--- SUPPLIED INFORMATION ---

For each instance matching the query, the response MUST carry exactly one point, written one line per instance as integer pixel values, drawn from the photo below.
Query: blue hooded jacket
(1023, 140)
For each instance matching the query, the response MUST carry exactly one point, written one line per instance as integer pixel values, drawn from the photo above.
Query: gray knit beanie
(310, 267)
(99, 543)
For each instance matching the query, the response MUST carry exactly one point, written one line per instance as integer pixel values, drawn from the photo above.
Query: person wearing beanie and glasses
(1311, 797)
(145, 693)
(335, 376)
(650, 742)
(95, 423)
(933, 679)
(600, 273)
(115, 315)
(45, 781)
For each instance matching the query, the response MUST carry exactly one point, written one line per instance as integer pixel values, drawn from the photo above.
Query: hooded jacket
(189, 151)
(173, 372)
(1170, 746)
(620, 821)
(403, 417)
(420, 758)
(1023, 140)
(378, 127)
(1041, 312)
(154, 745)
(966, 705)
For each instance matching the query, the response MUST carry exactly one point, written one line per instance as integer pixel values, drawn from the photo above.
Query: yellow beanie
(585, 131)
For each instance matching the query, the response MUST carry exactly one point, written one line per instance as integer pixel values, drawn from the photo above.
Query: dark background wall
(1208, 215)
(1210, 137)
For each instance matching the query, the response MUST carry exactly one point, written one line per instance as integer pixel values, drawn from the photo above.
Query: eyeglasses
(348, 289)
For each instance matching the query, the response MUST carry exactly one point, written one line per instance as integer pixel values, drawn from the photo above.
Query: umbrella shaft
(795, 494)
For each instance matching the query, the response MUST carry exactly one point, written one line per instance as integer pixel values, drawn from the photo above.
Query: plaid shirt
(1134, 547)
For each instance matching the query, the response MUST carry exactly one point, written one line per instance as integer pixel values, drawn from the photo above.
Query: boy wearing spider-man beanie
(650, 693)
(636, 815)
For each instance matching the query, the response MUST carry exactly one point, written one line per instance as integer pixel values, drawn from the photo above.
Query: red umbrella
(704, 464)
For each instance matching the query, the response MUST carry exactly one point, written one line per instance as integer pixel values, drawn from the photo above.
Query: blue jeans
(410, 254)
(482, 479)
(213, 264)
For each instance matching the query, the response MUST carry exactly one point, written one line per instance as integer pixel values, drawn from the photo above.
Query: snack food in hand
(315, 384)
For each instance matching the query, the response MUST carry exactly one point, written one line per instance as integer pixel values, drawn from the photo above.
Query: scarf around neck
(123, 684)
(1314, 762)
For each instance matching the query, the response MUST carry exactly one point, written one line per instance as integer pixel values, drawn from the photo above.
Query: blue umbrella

---

WORK INSTRUCTION:
Leaving nothing out, print each line above exactly.

REPLY:
For each instance matching the query, the response MUST carry exactly one point, written one line per instance as integer pixel values, drawn from the photo below.
Query: blue hooded jacket
(1023, 140)
For each instance matching the query, the response MUST carry exactly one point, written one line per instance as integer pixel values, drawn from the photo above.
Query: gray knit beanie
(310, 267)
(99, 543)
For each instance matching the query, the response MUST carry exactly one point, written one line per instance as integer pixel values, drawn from the photo above.
Query: person wearing beanie and glasses
(1311, 797)
(145, 693)
(335, 376)
(650, 742)
(95, 423)
(933, 679)
(600, 273)
(115, 315)
(45, 781)
For each instance matching the query, the response MUST carry exactly one point, written one line per instance as integer pixel values, drawn from the photo above.
Query: hooded jacket
(189, 151)
(173, 372)
(1170, 746)
(620, 821)
(403, 417)
(420, 758)
(1023, 140)
(378, 127)
(1041, 312)
(154, 745)
(966, 705)
For each instance matching the query, the response MUST carry exactly one point, written one line per instance as integer pixel values, drawn from the photo above.
Query: yellow beanie
(585, 131)
For each instance matching the query, the response MUST carry exactly one point, written one line per instance as integer pixel values, drawn from the photo above.
Query: dark background wall
(1208, 215)
(1210, 137)
For each instance matching the query, the response MUST carry exactly one point, written one line per instance as integer pixel values, drawn from the photo above.
Query: eyeglasses
(348, 289)
For each instance matching the query, the response MUST carry exactly one point, written one line per instance as integer pixel values, drawn from the photo above.
Query: umbrella shaft
(795, 494)
For each instance matching the query, the response MUST carry exactly one point, written one line per instance as integer pixel values, drawn from the photo above.
Query: plaid shirt
(1134, 547)
For each instance matching the query, the response MUST carry exactly one point, written one line per instance as integer pixel values, drawn from the photo above.
Query: boy wearing spider-man beanie
(650, 693)
(636, 815)
For each instance matching the query, the response MUST carry exactly one point, written one line per instance as integer pixel values, drawn from the photo above.
Query: red umbrella
(704, 464)
For each instance matching the query, the response MUST carry exactly one point, written one line per instance as integer pixel values, drawn from the photo above.
Query: blue jeans
(410, 254)
(482, 479)
(213, 264)
For each instance matching the query, the response MUST carry exactly one point, written one line per instance as integer pixel values, drawn from the photo above.
Query: snack food in hand
(315, 384)
For each instance matching the query, the response MUST carry exactly one point, written one line per instance as integer pixel values, drawn from the photo above.
Query: scarf around neck
(123, 684)
(1314, 762)
For each instance matching the query, the response MUST carry exactly one point, written one line per instance as integer pixel values, drawn from the photo above.
Query: blue umbrella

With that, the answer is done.